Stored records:

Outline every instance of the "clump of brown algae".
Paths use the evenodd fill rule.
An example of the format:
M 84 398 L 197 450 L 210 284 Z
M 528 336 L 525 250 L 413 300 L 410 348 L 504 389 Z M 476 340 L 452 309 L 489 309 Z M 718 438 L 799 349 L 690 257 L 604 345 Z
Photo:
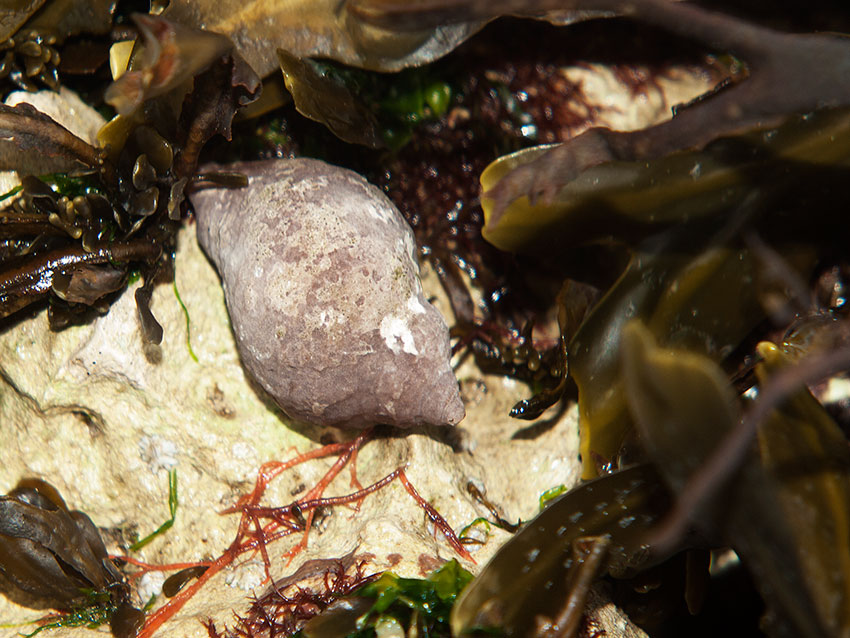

Activity:
Copy the final stretch of lines, starting at the one that holds "Paths use the evenodd fill rule." and ending at the last line of the data, exactly; omit pictures.

Reply:
Paths use the evenodd fill rule.
An example of the format:
M 84 398 L 197 450 L 210 284 Z
M 528 336 L 525 250 L 413 300 L 410 348 L 504 389 Z M 476 340 L 452 309 L 489 309 Z M 718 438 L 799 349 L 690 257 L 604 345 Z
Photo:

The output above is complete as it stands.